[Text passage Boundary: Start]
Pemba Flying Fox Interesting Facts
What type of animal is a Pemba flying fox?
The Pemba flying fox is a type of fruit bat of the Family Pteropodidae also known as old world fruit bats.
What class of animal does a Pemba flying fox belong to?
These fruit bats endemic to the forests of Pemba island belong to the Mammalia class of the Animalia kingdom.
How many Pemba flying foxes are there in the world?
The population of the fruit bat has drastically increased since 1989 when it was at the point of extinction as a result of the destruction of forest habitat, which was at the time more than 90%. Their population started increasing in the next few years. As per an estimation made in 2006, the current population is said to be between 22000-36000 individuals.
Where does a Pemba flying fox live?
This species is found in the primary forest regions of southeast Asia and Australia. They are commonly spotted along the western Indian ocean and are absent in the mainlands of Africa. These species inhabit the coast of Tanzania and Pemba island.
What is a Pemba flying fox's habitat?
The Pemba flying fox habitat range includes forests with large trees. Large roosting colonies inhabit the primary forest, traditional graveyard, secondary forest, and mangrove surroundings. You can also observe them in caverns. But roosts discovered in large trees considerably surpassed the number of roosts in caves.
Who do Pemba flying foxes live with?
[Text passage Boundary: End]
[Source data Boundary: Start]
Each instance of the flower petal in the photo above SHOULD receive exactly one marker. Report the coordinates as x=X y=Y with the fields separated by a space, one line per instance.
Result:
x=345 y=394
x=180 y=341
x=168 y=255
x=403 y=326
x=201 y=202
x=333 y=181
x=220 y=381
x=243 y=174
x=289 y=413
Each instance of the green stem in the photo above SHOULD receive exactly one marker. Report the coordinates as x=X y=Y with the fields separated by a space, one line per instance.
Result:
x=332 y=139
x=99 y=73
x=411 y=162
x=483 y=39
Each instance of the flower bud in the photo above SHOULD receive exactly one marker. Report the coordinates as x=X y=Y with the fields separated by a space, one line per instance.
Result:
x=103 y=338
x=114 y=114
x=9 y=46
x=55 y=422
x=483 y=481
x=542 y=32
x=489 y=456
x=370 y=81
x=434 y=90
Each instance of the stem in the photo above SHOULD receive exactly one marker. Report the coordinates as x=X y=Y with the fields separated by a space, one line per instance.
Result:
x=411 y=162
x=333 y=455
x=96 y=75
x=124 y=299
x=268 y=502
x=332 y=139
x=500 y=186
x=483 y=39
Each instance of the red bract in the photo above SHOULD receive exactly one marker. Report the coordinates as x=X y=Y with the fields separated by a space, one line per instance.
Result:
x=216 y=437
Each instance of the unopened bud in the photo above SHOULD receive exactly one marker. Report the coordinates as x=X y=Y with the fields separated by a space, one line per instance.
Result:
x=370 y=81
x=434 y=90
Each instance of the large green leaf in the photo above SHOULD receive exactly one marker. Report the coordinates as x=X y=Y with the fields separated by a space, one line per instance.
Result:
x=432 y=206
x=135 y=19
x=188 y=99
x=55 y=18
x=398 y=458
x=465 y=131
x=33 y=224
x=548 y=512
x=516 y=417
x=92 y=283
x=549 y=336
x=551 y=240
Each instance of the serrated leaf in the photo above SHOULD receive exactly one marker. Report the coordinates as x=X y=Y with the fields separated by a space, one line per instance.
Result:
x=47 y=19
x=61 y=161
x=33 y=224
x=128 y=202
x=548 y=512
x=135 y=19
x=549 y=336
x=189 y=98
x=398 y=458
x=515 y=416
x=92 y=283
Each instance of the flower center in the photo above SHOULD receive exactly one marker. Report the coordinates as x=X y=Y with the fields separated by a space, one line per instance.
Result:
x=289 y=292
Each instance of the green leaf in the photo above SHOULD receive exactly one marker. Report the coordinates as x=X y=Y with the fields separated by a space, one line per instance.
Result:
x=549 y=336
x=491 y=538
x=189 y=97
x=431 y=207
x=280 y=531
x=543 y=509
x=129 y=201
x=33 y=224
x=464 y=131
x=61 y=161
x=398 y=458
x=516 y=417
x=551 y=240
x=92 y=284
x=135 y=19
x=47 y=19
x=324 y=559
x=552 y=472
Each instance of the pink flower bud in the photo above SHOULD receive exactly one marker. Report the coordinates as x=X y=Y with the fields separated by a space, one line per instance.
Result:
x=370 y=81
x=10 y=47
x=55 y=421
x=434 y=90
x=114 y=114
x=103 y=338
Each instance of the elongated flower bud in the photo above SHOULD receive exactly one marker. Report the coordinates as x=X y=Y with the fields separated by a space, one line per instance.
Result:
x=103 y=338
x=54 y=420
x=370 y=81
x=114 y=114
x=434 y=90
[Source data Boundary: End]
Answer these questions using the Pemba flying fox facts:
1. Which family does the Pemba flying fox belong to?
2. According to the 2006 estimate, how many individuals make up the current population?
3. Where were more roosts found, in large trees or in caves?

1. Pteropodidae, also known as old world fruit bats.
2. Between 22000 and 36000 individuals.
3. In large trees.